## PROBLEM REQUIREMENTS
Rewrite each of the rows below with "blurred figure" swapped for "faded shape", leaving everything else unchanged.
=== GIVEN RECORDS ===
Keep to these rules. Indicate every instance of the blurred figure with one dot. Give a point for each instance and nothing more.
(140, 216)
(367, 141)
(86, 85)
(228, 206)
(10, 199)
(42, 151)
===
## WORKED SOLUTION
Keep to these rules. Indicate every instance of the faded shape with one dot. Give a point for each instance and nothing more.
(140, 216)
(367, 141)
(86, 85)
(228, 206)
(10, 199)
(42, 151)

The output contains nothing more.